What you are asked to do: Copy every line of the records below that holds the word "bicycle".

[Data items]
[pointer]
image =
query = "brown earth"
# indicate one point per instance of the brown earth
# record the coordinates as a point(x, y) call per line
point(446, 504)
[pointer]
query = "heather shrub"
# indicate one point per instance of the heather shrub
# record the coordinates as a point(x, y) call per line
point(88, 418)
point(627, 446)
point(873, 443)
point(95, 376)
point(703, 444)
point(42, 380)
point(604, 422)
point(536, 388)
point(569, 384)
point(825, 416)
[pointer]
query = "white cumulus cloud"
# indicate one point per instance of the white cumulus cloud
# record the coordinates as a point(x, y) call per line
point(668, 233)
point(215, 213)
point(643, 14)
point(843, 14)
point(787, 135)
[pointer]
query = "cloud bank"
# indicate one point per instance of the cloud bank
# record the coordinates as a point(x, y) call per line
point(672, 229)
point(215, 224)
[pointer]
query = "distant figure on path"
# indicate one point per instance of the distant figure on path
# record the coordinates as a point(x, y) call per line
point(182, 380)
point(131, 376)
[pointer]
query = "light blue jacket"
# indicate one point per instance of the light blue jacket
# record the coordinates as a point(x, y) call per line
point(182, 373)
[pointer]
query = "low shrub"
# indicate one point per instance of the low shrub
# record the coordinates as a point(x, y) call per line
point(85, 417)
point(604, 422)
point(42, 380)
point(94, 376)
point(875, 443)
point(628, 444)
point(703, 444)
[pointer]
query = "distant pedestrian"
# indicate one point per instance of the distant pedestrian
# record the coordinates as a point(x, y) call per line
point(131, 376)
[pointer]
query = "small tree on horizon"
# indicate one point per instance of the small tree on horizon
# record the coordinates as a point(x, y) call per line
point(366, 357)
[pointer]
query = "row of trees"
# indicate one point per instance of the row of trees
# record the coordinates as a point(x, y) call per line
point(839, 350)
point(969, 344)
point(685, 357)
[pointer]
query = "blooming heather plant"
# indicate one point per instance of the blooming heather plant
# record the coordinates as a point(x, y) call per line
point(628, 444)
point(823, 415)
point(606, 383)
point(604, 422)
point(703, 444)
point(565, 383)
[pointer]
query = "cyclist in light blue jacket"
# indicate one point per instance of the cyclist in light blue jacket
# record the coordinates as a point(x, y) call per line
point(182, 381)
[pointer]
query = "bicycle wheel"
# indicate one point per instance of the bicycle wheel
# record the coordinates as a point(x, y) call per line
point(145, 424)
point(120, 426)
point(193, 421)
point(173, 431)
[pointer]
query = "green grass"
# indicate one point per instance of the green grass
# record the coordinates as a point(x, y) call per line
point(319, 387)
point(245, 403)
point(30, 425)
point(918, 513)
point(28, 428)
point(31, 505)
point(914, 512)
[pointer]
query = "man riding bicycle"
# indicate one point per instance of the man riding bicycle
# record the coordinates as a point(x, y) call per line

Result of this task:
query = "bicycle wheel"
# indicate one point per instance of the bicycle wheel
query = "man riding bicycle"
# indicate one point per instance of the man riding bicycle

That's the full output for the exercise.